The exercise
Quote the data exactly, starting with the line that contains "segment: short dark hair" and going on through the line that contains "20], [271, 21]]", both lines included.

Source records
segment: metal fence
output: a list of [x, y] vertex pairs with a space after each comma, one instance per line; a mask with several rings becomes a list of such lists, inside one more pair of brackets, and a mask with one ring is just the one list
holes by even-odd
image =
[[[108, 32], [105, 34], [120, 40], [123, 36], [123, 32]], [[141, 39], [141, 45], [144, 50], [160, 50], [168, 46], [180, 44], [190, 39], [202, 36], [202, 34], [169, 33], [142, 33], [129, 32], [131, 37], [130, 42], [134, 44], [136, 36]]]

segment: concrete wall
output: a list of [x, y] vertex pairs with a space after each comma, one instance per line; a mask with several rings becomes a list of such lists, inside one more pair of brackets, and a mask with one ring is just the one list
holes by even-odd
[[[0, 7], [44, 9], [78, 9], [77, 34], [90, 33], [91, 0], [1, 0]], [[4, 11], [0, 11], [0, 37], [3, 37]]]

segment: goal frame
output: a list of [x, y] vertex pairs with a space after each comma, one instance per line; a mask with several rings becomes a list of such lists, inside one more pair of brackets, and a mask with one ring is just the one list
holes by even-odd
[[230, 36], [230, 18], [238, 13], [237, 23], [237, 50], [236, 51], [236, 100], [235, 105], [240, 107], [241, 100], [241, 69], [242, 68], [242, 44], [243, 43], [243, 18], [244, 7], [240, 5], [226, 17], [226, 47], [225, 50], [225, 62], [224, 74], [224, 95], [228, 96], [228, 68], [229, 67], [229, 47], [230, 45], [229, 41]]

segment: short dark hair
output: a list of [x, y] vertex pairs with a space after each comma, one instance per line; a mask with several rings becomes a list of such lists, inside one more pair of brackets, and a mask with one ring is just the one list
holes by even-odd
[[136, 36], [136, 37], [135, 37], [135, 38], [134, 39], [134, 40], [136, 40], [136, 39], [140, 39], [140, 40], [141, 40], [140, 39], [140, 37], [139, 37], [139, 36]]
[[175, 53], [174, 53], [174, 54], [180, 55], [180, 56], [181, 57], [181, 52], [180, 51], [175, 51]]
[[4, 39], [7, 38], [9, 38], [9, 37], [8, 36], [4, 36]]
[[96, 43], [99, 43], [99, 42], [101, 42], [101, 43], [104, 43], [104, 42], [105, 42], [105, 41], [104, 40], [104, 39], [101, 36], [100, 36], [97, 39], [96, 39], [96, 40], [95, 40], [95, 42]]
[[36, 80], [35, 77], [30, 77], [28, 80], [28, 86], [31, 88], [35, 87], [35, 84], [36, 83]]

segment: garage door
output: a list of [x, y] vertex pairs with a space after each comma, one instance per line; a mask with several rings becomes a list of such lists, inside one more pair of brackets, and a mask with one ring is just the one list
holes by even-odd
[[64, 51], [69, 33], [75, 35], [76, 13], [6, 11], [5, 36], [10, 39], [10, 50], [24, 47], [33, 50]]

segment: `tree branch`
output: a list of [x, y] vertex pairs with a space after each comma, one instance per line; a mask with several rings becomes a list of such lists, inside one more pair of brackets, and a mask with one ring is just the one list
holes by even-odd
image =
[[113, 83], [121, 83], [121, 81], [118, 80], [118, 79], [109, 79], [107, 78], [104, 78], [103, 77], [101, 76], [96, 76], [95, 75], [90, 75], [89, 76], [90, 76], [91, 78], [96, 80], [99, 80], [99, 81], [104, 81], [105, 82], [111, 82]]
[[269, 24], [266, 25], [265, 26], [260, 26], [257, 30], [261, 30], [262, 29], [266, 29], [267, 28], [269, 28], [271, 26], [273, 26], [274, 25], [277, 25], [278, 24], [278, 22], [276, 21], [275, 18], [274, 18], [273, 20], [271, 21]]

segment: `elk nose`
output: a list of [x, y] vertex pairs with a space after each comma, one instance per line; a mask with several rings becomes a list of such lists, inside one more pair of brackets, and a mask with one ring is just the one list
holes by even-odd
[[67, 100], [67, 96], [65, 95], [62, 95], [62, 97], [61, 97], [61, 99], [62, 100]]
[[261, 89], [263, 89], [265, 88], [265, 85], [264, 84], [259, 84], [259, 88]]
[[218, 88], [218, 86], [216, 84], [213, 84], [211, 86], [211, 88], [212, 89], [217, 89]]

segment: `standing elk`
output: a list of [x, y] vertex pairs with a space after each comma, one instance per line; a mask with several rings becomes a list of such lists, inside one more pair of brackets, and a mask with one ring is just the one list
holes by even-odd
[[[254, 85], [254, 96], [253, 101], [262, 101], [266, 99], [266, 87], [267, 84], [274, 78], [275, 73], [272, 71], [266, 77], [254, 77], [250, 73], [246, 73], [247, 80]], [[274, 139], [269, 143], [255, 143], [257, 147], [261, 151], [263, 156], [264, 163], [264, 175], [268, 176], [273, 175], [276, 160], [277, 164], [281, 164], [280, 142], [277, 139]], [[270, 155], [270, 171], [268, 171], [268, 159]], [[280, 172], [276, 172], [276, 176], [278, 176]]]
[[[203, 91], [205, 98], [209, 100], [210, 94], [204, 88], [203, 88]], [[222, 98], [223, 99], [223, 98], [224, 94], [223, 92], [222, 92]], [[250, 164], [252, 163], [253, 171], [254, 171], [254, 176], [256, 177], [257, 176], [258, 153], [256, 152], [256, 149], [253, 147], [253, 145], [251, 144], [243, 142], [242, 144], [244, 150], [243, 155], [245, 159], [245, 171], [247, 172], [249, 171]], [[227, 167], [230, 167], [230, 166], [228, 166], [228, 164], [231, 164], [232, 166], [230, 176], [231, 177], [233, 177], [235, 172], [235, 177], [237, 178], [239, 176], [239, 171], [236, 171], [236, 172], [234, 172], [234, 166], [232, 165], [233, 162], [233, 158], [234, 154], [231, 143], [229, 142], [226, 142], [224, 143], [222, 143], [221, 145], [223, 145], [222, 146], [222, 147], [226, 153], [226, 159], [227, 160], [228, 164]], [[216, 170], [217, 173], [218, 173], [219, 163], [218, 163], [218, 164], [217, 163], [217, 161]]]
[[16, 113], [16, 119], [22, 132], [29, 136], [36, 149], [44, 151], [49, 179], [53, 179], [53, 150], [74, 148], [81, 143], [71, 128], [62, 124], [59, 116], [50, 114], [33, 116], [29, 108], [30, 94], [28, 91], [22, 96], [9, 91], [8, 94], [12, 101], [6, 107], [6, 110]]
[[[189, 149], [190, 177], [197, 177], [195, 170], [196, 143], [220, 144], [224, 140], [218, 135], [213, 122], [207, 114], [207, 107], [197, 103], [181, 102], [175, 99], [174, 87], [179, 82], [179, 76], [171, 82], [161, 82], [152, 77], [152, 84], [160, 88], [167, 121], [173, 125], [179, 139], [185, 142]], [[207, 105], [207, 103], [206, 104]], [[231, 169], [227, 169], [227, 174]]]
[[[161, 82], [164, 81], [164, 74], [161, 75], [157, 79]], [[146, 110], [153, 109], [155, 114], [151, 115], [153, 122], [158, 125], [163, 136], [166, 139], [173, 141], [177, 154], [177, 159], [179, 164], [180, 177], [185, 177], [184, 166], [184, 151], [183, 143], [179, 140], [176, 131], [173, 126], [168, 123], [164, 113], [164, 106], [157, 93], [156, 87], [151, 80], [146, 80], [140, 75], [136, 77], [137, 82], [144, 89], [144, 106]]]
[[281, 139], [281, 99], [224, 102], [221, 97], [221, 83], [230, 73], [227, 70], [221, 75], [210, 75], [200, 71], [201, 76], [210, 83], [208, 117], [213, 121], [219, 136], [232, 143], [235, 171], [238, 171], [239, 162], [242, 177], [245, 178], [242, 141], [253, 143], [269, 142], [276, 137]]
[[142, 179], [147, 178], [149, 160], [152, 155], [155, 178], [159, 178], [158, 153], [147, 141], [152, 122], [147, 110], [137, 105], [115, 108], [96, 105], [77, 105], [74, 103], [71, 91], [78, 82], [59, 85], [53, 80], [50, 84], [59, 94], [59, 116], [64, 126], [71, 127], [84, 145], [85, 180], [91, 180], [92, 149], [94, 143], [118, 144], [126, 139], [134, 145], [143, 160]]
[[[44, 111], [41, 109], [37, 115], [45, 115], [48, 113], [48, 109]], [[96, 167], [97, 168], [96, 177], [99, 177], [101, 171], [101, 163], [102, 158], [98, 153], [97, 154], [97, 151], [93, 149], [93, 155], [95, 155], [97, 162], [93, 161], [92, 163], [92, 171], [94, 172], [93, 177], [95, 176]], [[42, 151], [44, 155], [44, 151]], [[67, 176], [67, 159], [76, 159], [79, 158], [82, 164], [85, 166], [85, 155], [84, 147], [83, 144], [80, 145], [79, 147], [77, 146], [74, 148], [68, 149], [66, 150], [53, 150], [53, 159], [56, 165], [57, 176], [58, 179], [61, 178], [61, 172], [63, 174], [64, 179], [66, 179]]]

Completed task
segment: short dark hair
output: a list of [x, y] vertex pairs with a space after each comma, one instance per line; a mask with several rings becomes a list of such lists, inside one more pair of brackets, and a mask with one ring is just the one list
holes by even-odd
[[136, 36], [136, 37], [135, 37], [135, 38], [134, 39], [134, 40], [136, 40], [136, 39], [140, 39], [140, 40], [141, 40], [140, 39], [140, 37], [139, 37], [139, 36]]
[[175, 53], [174, 53], [174, 54], [180, 55], [180, 56], [181, 57], [181, 52], [180, 51], [175, 51]]
[[4, 39], [7, 38], [9, 38], [9, 37], [8, 36], [4, 36]]
[[96, 43], [99, 43], [99, 42], [101, 42], [101, 43], [104, 43], [104, 42], [105, 42], [105, 41], [104, 40], [104, 39], [101, 36], [100, 36], [97, 39], [96, 39], [96, 40], [95, 40], [95, 42]]
[[36, 80], [35, 77], [30, 77], [28, 80], [28, 86], [31, 88], [35, 87], [35, 84], [36, 83]]

segment: garage door
output: a list of [x, y] vertex pairs with a space after each comma, one instance per line; a mask with several rings becomes a list of such lists, inside one more pair of brackets, and a mask with one ring is just the one list
holes by even-odd
[[64, 51], [69, 33], [75, 35], [76, 13], [6, 11], [5, 36], [10, 39], [10, 50], [24, 47], [33, 50]]

segment: `tree branch`
output: a list of [x, y] vertex pairs with a space after each comma, one instance per line; a mask with several rings becomes a list of such lists, inside one more pair of brackets, and a mask with one ring is just the one list
holes by even-odd
image =
[[113, 83], [121, 83], [121, 81], [118, 80], [118, 79], [109, 79], [107, 78], [104, 78], [103, 77], [101, 76], [96, 76], [95, 75], [90, 75], [89, 76], [90, 76], [91, 78], [96, 80], [99, 80], [99, 81], [104, 81], [105, 82], [111, 82]]
[[269, 24], [266, 25], [265, 26], [260, 26], [257, 30], [261, 30], [262, 29], [266, 29], [267, 28], [269, 28], [271, 26], [273, 26], [274, 25], [277, 25], [278, 24], [278, 22], [276, 21], [275, 18], [274, 18], [273, 20], [271, 21]]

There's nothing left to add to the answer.